O legado do Sheikh Ahmed Yassin ainda está muito vivo.
As sementes plantadas por ele e seus colegas, incluindo Rantisi, floresceram na atual geração de combatentes da resistência que causam medo nos corações dos soldados israelenses. Em um vídeo nas mídias sociais, um sargento da Brigada Golani de elite de Israel disse: “Estamos lutando contra fantasmas. Tire-nos dessa luta. Se a batalha continuar, nosso exército será aniquilado”.
Os combatentes do Hamas são inspirados pela coragem da geração mais velha, que provou ser igualmente inquebrantável e resistente. Os herdeiros da geração original da Nakba sobrevivem hoje em Gaza sem comida e água e se recusam a deixar sua terra. “Para ser verdadeiramente livre, você deve superar o amor à riqueza e o medo da morte”, disse o Dr. Martin Luther King Jr. “Se um homem não descobriu algo pelo qual morrerá, ele não está apto a viver.”
O Sheikh Yassin não ficará surpreso com a forma como seu povo está sendo testado com medo, fome, sede e perda de propriedades. Como sabemos, o povo de Gaza, temente a Deus, está sendo testado com suas vidas e sua reação a essa guerra inspirou uma nova geração de convertidos ao Islã no Ocidente. Tenho certeza de que o Sheikh é grato a seu Senhor por essa bênção.
Ao continuar minha pesquisa sobre ele, deparei-me com este videoclipe de uma entrevista com o Sheikh Yassin, na qual ele previu o fim do Estado sionista de Israel até 2027. Ele acreditava que tudo se resumia a ciclos de 40 anos: A Nakba de 1948 foi o início dos primeiros 40 anos; os segundos 40 anos foram o início da resistência e das revoltas; e os terceiros 40 anos verão a queda gradual e o fim de Israel. “Porque nosso Senhor decretou sobre Bani Israel que eles [tinham que] vagar pelo Sinai por 40 anos devido à sua arrogância e desobediência ao seu Profeta Moisés. Por que 40 anos? Para mudar uma geração doente, são necessários 40 anos.”

» TAREFA
No texto sobre o Sheikh Ahmed Yassin, até que ano ele previu, na entrevista mencionada, o fim do Estado de Israel? A listagem é um material à parte, sem ligação com o trecho.

» LISTAGEM FORNECIDA
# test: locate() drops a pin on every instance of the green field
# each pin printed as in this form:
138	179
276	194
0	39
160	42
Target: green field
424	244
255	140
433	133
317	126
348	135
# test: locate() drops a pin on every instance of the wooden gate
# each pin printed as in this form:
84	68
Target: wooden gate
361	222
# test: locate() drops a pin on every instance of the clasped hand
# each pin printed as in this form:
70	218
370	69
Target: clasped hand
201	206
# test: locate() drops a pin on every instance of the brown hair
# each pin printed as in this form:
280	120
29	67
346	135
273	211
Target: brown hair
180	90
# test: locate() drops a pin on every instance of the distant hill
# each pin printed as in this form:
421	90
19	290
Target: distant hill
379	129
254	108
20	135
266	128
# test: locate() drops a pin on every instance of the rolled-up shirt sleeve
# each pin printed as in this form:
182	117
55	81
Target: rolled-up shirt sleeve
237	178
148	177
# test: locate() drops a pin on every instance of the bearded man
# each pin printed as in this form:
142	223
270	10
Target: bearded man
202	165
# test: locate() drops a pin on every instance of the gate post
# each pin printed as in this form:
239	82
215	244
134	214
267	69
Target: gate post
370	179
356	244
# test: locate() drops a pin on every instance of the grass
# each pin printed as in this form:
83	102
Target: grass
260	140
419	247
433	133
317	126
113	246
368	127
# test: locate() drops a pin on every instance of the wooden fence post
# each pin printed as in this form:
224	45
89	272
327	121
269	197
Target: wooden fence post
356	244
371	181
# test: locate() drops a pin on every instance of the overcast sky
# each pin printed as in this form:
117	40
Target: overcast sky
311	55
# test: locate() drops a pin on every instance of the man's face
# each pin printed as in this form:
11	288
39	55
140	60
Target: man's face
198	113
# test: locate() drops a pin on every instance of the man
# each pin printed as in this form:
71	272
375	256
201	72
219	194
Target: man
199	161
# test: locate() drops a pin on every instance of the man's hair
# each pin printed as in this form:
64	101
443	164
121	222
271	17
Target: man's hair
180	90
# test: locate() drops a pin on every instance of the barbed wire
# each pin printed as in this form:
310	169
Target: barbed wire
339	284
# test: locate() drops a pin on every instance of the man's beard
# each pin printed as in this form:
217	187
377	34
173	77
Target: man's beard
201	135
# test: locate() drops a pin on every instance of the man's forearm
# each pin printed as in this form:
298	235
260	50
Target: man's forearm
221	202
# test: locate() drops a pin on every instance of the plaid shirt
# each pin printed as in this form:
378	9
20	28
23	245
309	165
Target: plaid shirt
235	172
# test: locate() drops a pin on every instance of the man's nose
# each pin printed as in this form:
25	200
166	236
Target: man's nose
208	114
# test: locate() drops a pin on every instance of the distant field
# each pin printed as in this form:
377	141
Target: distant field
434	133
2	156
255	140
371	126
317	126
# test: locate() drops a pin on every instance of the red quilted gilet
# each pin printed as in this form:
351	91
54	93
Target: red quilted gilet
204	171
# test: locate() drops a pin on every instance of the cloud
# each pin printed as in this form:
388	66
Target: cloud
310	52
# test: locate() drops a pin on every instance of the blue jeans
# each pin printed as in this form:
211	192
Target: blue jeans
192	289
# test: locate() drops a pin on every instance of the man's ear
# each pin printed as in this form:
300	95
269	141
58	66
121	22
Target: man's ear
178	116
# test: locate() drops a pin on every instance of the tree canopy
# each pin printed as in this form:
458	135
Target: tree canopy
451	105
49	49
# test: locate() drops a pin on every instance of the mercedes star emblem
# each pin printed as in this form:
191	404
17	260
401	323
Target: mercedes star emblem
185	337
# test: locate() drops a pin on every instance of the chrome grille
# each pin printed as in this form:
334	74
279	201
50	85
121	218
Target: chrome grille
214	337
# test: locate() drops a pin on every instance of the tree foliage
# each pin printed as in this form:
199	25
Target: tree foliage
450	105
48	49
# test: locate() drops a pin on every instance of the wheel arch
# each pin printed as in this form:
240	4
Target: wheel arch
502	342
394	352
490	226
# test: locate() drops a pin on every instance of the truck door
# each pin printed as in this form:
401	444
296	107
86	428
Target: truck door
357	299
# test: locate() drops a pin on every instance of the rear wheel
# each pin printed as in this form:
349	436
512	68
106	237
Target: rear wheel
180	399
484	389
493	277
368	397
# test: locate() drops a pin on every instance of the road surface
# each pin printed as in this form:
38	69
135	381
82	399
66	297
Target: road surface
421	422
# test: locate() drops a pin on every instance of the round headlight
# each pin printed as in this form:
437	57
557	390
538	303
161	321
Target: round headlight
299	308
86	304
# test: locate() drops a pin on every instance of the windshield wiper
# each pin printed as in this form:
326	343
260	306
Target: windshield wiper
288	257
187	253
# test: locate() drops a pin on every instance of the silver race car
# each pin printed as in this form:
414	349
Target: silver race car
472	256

» RESPOSTA
Até 2027.